:: Texte source ::
++++
Et même si parfois le souvenir est teinté de tristesse, celle liée à l'absence, il me dit qui je suis, pour moi, pour ceux qui me sont proches. Il me dit des choses que j'aime, le souvenir.
Commentaires
J'ai toujours pensé que ces petits riens transmis font que les absents ne le sont pas tant que ça et que c'est par ces choses là qu'ils demeurent avec nous ou autour de nous.
Je suis plus adepte de ce point de vue que du dans les nuages que tu évoquais hier. Mais c'est sûr qu'à expliquer à un môme de 3 ans, c'est pas gagné...
sLeAbO, moi non plus, je n'étais pas convaincue du "dans les nuages", mais bon. Il sera toujours temps de faire de la philosophie des religions un peu plus tard.
Les absents restent absents, mais ils perdurent en nous, le quelque chose qui reste dans nos sens et qu'on prend plaisir à transmettre. Je l'ai ressenti très fort depuis la naissance de Cro-Mi, et à vrai dire, particulièrement en ce moment, depuis son entrée à l'école !
Moi aussi je suis très sensible à ces "petits riens" transmis, l'air de rien justement, et presque malgré nous. Sauf qu'en ce qui me concerne, je relève également les "petits riens" négatifs, résistants, qui se glissent là, et qu'il paraît si difficile pourtant de changer..Preuve du chemin à parcourir ;)
Je suis une résistante absolue à la couture!! Moi j'ai eu beau faire, je ne sais toujours pas faire un noeud au bout du fil, je trouve ça horriblement dur! Je mets 30 minutes pour recoudre un bouton, et rien ne met plus en colère que la couture! Dès que je touche une aiguille, ça me fiche en rogne, c'est fou! Et pourtant j'adorerais faire mes habits, des ourlets, recoudre et créer...Joie du paradoxe!
Bises :-)
Et c'est rigolo, et touchant, de voir, quand les enfants grandissent et commencent à voler de leurs propres ailes, de voir ce qu'ils ont picoré chez chacun de leurs parents, grands-parents, en l'adaptant à leur propre sauce...
Et oui, les nuages, ça doit être ça.
Ton texte est touchant. Je n'ai pas d'attachement à mon enfance de ce type. J'ai écrit le mot fin quelque part et c'est ce qui m'a permis de donner la vie. J'ai de fait la sensation d'un commencement, d'un début d'une histoire. Paradoxalement, je suis une obsédée de la transmission, de la mémoire et l'écriture fait partie de cette obsession. Je me dis souvent, un jour elle lira tout ça ...
Passer le témoin. Continuer à faire vivre ceux qui nous ont quittés dans la mémoire d'un geste, et le transmettre à son tour avant de s'en aller. Tout le sens de la vie.
++++
Entrées extraites d'une collection
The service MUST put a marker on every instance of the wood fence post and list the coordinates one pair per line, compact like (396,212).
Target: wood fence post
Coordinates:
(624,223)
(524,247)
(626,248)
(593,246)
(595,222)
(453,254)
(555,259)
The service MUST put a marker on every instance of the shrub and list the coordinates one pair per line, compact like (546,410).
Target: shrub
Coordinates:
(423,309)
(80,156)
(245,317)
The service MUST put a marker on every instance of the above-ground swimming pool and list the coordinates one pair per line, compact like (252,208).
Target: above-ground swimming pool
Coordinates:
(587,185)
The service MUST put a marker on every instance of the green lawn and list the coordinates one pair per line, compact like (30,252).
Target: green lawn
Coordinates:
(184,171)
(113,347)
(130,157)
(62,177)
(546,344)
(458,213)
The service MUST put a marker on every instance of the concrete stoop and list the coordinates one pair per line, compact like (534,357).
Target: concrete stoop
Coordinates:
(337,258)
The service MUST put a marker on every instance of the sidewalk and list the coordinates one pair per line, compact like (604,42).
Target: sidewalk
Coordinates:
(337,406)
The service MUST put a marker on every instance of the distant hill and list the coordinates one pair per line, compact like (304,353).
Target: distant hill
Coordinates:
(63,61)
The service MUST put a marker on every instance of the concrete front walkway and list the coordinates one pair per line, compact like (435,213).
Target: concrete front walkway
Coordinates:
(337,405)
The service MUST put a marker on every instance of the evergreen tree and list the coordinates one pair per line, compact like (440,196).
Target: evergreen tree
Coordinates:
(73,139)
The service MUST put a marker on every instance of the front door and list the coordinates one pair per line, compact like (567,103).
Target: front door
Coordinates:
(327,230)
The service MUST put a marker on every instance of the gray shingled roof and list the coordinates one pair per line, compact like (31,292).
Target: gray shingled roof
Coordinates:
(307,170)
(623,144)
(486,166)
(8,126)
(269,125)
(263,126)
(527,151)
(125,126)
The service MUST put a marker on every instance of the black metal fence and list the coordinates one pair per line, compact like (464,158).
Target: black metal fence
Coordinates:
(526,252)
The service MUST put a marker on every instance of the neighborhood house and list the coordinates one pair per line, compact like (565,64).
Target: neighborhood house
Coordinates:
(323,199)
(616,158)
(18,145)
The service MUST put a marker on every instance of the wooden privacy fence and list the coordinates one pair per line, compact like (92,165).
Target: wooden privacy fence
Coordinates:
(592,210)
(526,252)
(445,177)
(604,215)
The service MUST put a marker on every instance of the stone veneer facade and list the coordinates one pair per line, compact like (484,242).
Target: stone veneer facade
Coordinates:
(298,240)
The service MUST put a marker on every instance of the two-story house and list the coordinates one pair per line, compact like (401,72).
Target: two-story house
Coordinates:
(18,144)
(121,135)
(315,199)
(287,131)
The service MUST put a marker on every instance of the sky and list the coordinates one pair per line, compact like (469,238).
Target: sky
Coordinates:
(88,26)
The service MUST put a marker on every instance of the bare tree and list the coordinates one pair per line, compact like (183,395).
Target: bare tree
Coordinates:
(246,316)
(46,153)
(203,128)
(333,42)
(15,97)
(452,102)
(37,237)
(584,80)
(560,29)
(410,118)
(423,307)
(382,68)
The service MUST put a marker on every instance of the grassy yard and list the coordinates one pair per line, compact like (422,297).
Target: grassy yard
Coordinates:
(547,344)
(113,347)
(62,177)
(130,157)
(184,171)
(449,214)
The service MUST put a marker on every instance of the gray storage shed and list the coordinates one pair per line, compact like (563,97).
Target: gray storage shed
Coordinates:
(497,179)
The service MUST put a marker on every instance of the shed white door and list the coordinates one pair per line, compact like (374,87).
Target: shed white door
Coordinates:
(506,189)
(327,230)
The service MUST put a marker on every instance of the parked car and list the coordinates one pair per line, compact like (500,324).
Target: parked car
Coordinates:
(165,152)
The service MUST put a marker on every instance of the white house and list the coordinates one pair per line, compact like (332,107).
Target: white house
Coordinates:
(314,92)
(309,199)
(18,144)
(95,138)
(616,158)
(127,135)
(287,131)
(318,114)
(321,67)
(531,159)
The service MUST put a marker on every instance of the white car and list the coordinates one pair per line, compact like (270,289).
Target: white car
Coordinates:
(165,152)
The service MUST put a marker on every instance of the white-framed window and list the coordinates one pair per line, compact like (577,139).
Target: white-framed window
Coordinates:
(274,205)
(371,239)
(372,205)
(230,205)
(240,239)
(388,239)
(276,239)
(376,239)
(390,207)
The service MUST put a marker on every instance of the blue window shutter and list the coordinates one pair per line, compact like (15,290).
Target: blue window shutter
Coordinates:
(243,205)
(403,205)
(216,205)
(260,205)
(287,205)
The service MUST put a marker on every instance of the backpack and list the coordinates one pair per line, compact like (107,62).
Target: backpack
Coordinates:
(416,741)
++++
:: Énoncé du problème A ::
Modifiez un passage du texte source en remplaçant « témoin » par « flambeau ». Commencez aux mots qui contiennent « Et c'est rigolo, et » et arrêtez-vous après « sens de la vie. ».
:: Énoncé du problème B ::
Indiquez par oui ou par non si le texte source confirme chacune des affirmations suivantes, en citant à chaque fois les mots décisifs : (i) l'auteur d'un commentaire met 30 minutes pour recoudre un bouton ; (ii) un commentaire affirme que les absents ne perdurent pas en nous ; (iii) un commentaire qualifie le texte de touchant.

:: Réponse attendue A ::
Et c'est rigolo, et touchant, de voir, quand les enfants grandissent et commencent à voler de leurs propres ailes, de voir ce qu'ils ont picoré chez chacun de leurs parents, grands-parents, en l'adaptant à leur propre sauce...
Et oui, les nuages, ça doit être ça.
Ton texte est touchant. Je n'ai pas d'attachement à mon enfance de ce type. J'ai écrit le mot fin quelque part et c'est ce qui m'a permis de donner la vie. J'ai de fait la sensation d'un commencement, d'un début d'une histoire. Paradoxalement, je suis une obsédée de la transmission, de la mémoire et l'écriture fait partie de cette obsession. Je me dis souvent, un jour elle lira tout ça ...
Passer le flambeau. Continuer à faire vivre ceux qui nous ont quittés dans la mémoire d'un geste, et le transmettre à son tour avant de s'en aller. Tout le sens de la vie.

:: Réponse attendue B ::
(i) Oui : « Je mets 30 minutes pour recoudre un bouton ».
(ii) Non : « Les absents restent absents, mais ils perdurent en nous ».
(iii) Oui : « Ton texte est touchant. »